6. REPRESENTATIONS AND WARRANTIES; DISCLAIMER
6.1 Mutual Representations and Warranties. Customer and Rubicon Project each represents and warrants to the other that: (a) it has the full corporate right, power, and authority to enter into the Agreement and to exercise its rights and perform its obligations; (b) its execution and delivery of the Agreement, and the performance of its obligations and duties in connection therewith, do not and will not violate any agreement to which it is bound; and (c) it shall comply with all applicable laws, rules, and regulations in performing its respective obligations and exercising its rights under the Agreement, including with respect to consumer protection and privacy.
6.2 Disclaimer. Except for the express representations and warranties stated herein and to the maximum extent permitted by applicable law, neither party makes, and each party expressly disclaims, all representations, conditions, terms and warranties, whether express, implied, statutory or otherwise, with respect to the subject matter of the Agreement, including without limitation any implied representation, term or warranties of satisfactory quality or fitness for a particular purpose. Without limiting the generality of the above and to the maximum extent permitted by applicable law, Rubicon Project makes no representation or warranty as to any Ad or Media or any benefit or revenues that Customer (or Customer’s customers or users) will obtain from its use of the RP Materials, and Rubicon Project does not represent or warrant that the RP Materials will be always available or error-free.

■ **ENTRIES PROVIDED**:
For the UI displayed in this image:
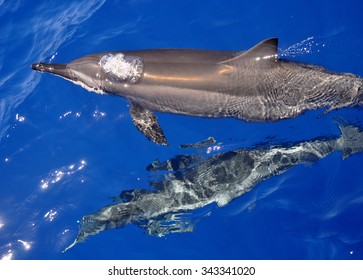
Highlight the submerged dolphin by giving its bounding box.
[32,38,363,144]
[66,123,363,250]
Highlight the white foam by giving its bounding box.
[99,53,144,84]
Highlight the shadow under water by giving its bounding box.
[65,122,363,251]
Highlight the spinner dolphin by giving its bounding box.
[32,38,363,145]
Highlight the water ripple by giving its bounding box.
[0,0,105,139]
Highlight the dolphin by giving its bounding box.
[32,38,363,145]
[65,125,363,251]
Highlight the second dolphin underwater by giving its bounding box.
[32,38,363,145]
[66,125,363,250]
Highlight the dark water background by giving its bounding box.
[0,0,363,259]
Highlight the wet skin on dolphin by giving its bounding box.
[32,38,363,145]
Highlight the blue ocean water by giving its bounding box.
[0,0,363,259]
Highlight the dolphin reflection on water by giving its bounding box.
[65,125,363,251]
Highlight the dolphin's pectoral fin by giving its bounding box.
[130,102,168,145]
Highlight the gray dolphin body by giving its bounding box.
[66,123,363,250]
[32,38,363,144]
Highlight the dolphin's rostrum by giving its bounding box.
[32,38,363,144]
[66,122,363,250]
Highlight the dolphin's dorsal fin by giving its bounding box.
[130,102,168,145]
[220,38,278,64]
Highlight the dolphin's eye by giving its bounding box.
[99,53,144,84]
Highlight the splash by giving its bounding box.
[99,53,144,84]
[279,37,326,57]
[40,160,87,190]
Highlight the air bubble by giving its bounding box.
[99,53,144,84]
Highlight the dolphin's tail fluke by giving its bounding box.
[337,124,363,158]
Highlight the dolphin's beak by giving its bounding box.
[32,62,73,80]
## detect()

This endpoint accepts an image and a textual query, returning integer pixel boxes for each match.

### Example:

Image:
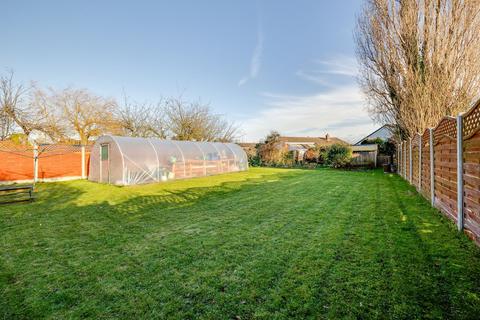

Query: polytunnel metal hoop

[193,143,207,175]
[171,140,187,177]
[147,139,160,182]
[212,143,223,172]
[225,143,237,167]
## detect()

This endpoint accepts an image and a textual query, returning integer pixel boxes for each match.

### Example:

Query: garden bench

[0,185,34,203]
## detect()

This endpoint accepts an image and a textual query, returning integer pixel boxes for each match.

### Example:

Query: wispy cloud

[296,56,358,87]
[243,85,376,142]
[238,21,264,86]
[238,56,378,142]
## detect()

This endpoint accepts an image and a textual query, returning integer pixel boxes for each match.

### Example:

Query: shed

[88,135,248,185]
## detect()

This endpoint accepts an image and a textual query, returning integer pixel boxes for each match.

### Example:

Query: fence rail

[397,101,480,245]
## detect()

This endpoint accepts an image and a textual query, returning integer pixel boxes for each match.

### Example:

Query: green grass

[0,168,480,319]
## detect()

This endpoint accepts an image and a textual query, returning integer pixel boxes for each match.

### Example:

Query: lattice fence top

[463,103,480,139]
[0,141,92,158]
[433,117,457,141]
[422,129,430,146]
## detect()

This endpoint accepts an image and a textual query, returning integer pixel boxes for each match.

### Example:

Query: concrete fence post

[397,143,402,175]
[418,135,422,192]
[408,138,413,184]
[457,114,463,231]
[33,143,38,183]
[428,128,435,207]
[403,141,407,180]
[82,145,86,179]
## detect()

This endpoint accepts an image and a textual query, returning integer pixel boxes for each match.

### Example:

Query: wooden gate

[433,117,457,221]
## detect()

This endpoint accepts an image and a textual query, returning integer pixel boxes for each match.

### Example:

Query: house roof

[354,124,393,146]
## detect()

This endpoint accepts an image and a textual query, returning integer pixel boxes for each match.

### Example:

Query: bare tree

[355,0,480,136]
[165,98,238,142]
[0,71,43,136]
[116,95,166,139]
[50,88,119,144]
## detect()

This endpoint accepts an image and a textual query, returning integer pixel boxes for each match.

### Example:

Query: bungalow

[280,133,348,161]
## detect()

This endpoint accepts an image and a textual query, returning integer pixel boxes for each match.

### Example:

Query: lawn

[0,168,480,319]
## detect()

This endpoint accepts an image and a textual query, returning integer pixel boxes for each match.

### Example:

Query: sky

[0,0,379,142]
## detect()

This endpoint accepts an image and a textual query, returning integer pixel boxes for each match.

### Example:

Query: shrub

[322,143,352,168]
[247,154,262,167]
[303,148,320,163]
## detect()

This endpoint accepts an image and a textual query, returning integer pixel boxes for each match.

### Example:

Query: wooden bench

[0,185,34,203]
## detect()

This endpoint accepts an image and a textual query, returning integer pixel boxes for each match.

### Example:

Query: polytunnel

[88,135,248,185]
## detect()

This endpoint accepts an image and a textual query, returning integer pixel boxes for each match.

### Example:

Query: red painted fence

[0,141,90,182]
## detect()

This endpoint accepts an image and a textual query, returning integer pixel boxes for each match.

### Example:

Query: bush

[303,148,320,163]
[247,154,262,167]
[322,143,352,168]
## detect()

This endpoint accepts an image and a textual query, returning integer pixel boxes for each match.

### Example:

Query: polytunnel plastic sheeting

[89,136,248,185]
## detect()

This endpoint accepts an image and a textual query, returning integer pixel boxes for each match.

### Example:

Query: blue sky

[0,0,377,141]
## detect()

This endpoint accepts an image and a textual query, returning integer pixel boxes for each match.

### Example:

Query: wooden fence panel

[405,140,410,181]
[433,117,457,221]
[411,134,420,188]
[420,129,431,199]
[463,104,480,242]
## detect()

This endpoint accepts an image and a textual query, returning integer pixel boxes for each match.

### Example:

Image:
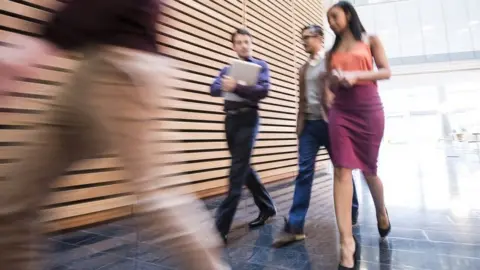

■ **EXERCISE INSTRUCTIONS**:
In the warranties text, what does Rubicon Project not represent or warrant about the RP Materials? The items are not needed for this.

■ **PROBLEM SOLUTION**:
Rubicon Project does not represent or warrant that the RP Materials will be always available or error-free.